**What needs to be done**
Return every line in the rows below that contains the word "roof", matching case exactly.

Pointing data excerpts
---

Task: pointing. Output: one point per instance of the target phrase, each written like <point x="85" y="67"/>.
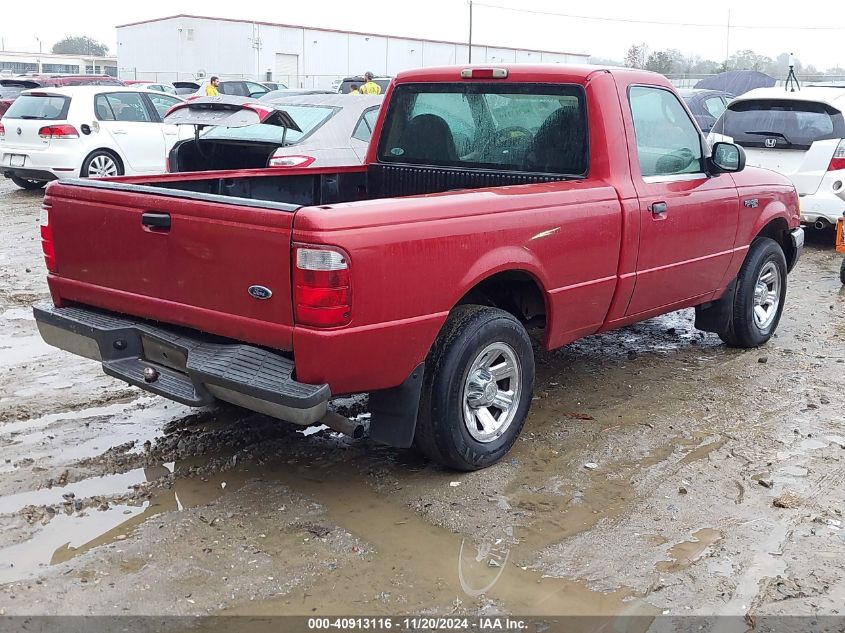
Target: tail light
<point x="47" y="245"/>
<point x="58" y="131"/>
<point x="838" y="160"/>
<point x="291" y="161"/>
<point x="322" y="292"/>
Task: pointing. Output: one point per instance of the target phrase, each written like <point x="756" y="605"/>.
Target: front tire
<point x="479" y="378"/>
<point x="759" y="298"/>
<point x="26" y="183"/>
<point x="101" y="164"/>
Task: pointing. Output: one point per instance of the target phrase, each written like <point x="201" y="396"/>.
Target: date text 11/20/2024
<point x="417" y="623"/>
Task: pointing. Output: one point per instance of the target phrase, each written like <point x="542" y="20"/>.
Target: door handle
<point x="156" y="221"/>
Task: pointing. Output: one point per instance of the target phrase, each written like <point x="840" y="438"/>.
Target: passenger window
<point x="667" y="141"/>
<point x="162" y="104"/>
<point x="364" y="129"/>
<point x="236" y="88"/>
<point x="128" y="106"/>
<point x="103" y="109"/>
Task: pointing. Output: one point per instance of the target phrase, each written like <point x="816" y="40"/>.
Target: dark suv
<point x="10" y="88"/>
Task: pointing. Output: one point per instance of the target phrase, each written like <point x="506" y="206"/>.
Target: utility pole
<point x="470" y="31"/>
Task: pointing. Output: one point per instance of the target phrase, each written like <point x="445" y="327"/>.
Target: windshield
<point x="309" y="119"/>
<point x="47" y="108"/>
<point x="784" y="123"/>
<point x="514" y="127"/>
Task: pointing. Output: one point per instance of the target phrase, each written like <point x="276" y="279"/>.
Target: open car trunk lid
<point x="184" y="258"/>
<point x="228" y="111"/>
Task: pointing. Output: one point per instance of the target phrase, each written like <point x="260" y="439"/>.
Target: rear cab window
<point x="784" y="123"/>
<point x="535" y="128"/>
<point x="44" y="107"/>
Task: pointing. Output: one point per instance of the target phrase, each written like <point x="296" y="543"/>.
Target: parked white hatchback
<point x="799" y="134"/>
<point x="87" y="131"/>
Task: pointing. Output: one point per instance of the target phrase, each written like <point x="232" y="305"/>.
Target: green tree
<point x="80" y="45"/>
<point x="636" y="56"/>
<point x="659" y="62"/>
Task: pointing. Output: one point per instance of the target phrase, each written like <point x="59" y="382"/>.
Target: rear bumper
<point x="186" y="369"/>
<point x="29" y="174"/>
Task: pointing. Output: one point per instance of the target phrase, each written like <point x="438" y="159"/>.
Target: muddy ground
<point x="644" y="482"/>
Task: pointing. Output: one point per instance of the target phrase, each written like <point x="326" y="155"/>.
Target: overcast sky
<point x="777" y="23"/>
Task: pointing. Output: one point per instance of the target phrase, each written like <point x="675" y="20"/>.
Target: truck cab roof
<point x="556" y="73"/>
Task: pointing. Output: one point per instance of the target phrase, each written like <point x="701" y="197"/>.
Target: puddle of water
<point x="686" y="553"/>
<point x="57" y="436"/>
<point x="20" y="350"/>
<point x="424" y="566"/>
<point x="18" y="314"/>
<point x="68" y="536"/>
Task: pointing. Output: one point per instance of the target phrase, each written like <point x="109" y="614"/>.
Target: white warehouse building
<point x="188" y="47"/>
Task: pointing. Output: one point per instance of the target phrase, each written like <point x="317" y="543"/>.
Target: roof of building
<point x="316" y="28"/>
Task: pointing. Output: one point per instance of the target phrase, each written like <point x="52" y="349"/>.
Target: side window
<point x="128" y="106"/>
<point x="258" y="89"/>
<point x="715" y="106"/>
<point x="103" y="109"/>
<point x="667" y="141"/>
<point x="364" y="129"/>
<point x="162" y="104"/>
<point x="237" y="88"/>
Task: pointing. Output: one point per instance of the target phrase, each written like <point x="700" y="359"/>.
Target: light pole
<point x="470" y="31"/>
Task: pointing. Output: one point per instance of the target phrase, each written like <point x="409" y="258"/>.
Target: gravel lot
<point x="646" y="481"/>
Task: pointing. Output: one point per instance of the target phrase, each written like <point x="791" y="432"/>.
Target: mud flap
<point x="716" y="315"/>
<point x="394" y="411"/>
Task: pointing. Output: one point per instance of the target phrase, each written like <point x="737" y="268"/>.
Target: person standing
<point x="370" y="87"/>
<point x="211" y="89"/>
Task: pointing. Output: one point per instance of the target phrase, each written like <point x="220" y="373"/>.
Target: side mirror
<point x="727" y="158"/>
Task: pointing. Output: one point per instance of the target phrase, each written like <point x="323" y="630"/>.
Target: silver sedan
<point x="334" y="131"/>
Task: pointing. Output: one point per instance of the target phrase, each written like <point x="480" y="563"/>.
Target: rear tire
<point x="479" y="378"/>
<point x="759" y="298"/>
<point x="26" y="183"/>
<point x="101" y="164"/>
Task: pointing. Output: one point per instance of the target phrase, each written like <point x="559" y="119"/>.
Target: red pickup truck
<point x="573" y="200"/>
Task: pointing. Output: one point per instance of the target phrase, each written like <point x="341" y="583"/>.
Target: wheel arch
<point x="109" y="150"/>
<point x="777" y="229"/>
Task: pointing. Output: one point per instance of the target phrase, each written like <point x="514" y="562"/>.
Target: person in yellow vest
<point x="371" y="87"/>
<point x="211" y="88"/>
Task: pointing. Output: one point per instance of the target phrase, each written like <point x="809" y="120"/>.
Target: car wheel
<point x="760" y="294"/>
<point x="26" y="183"/>
<point x="479" y="378"/>
<point x="101" y="164"/>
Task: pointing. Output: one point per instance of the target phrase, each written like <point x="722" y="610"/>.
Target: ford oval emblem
<point x="260" y="292"/>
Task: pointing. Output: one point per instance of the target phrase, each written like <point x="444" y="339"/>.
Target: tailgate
<point x="221" y="267"/>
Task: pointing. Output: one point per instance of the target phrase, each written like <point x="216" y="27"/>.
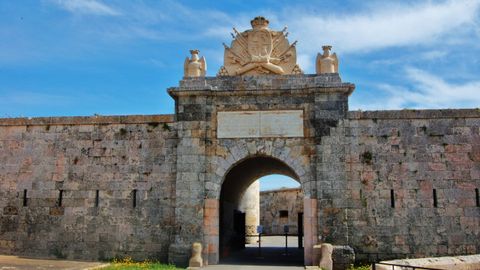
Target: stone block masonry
<point x="87" y="187"/>
<point x="389" y="184"/>
<point x="410" y="184"/>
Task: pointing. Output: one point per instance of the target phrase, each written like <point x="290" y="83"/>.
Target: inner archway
<point x="232" y="219"/>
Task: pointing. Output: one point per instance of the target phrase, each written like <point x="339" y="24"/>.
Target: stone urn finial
<point x="195" y="66"/>
<point x="196" y="260"/>
<point x="326" y="62"/>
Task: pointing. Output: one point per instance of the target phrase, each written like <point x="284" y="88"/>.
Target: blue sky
<point x="115" y="57"/>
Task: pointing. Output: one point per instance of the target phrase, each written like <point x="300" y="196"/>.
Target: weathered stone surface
<point x="350" y="166"/>
<point x="86" y="156"/>
<point x="274" y="201"/>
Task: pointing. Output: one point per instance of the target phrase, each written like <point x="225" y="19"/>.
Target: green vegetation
<point x="360" y="267"/>
<point x="128" y="264"/>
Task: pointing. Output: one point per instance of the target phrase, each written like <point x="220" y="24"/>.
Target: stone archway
<point x="219" y="214"/>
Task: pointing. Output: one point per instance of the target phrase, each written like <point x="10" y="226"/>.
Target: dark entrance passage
<point x="233" y="246"/>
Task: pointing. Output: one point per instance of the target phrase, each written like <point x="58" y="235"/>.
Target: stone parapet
<point x="415" y="114"/>
<point x="323" y="82"/>
<point x="88" y="120"/>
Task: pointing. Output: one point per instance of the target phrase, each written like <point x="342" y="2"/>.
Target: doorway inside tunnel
<point x="261" y="214"/>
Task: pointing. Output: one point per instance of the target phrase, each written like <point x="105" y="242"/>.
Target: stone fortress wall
<point x="364" y="160"/>
<point x="412" y="180"/>
<point x="390" y="184"/>
<point x="87" y="187"/>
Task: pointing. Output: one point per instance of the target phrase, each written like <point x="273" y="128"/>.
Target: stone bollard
<point x="196" y="260"/>
<point x="326" y="261"/>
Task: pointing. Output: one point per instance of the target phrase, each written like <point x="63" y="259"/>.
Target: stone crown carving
<point x="260" y="51"/>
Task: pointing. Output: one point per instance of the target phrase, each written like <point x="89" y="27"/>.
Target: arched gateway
<point x="235" y="129"/>
<point x="389" y="184"/>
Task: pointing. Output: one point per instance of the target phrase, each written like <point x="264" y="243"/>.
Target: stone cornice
<point x="88" y="120"/>
<point x="414" y="114"/>
<point x="266" y="84"/>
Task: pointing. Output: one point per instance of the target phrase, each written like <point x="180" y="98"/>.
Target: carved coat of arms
<point x="260" y="51"/>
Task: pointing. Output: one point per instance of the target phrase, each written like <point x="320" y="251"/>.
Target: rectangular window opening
<point x="392" y="198"/>
<point x="25" y="202"/>
<point x="134" y="198"/>
<point x="97" y="198"/>
<point x="477" y="197"/>
<point x="60" y="198"/>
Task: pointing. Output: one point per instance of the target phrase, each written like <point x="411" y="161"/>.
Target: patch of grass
<point x="129" y="264"/>
<point x="361" y="267"/>
<point x="367" y="157"/>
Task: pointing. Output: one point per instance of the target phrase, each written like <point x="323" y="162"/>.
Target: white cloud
<point x="385" y="26"/>
<point x="426" y="91"/>
<point x="92" y="7"/>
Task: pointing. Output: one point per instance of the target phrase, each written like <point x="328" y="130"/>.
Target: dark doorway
<point x="233" y="249"/>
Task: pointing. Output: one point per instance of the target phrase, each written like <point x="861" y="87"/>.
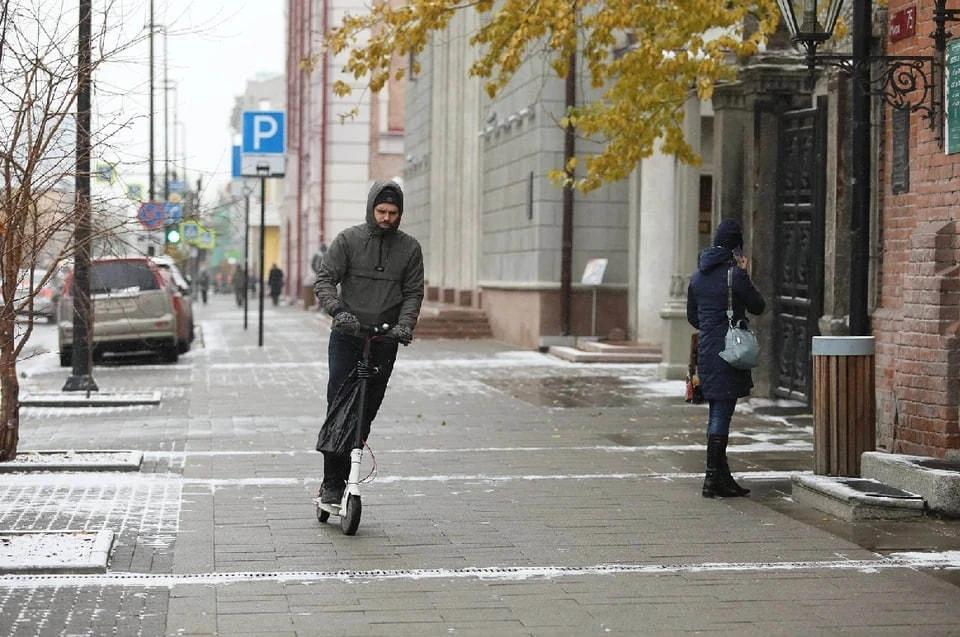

---

**Answer**
Target: truck cab roof
Target: roof of building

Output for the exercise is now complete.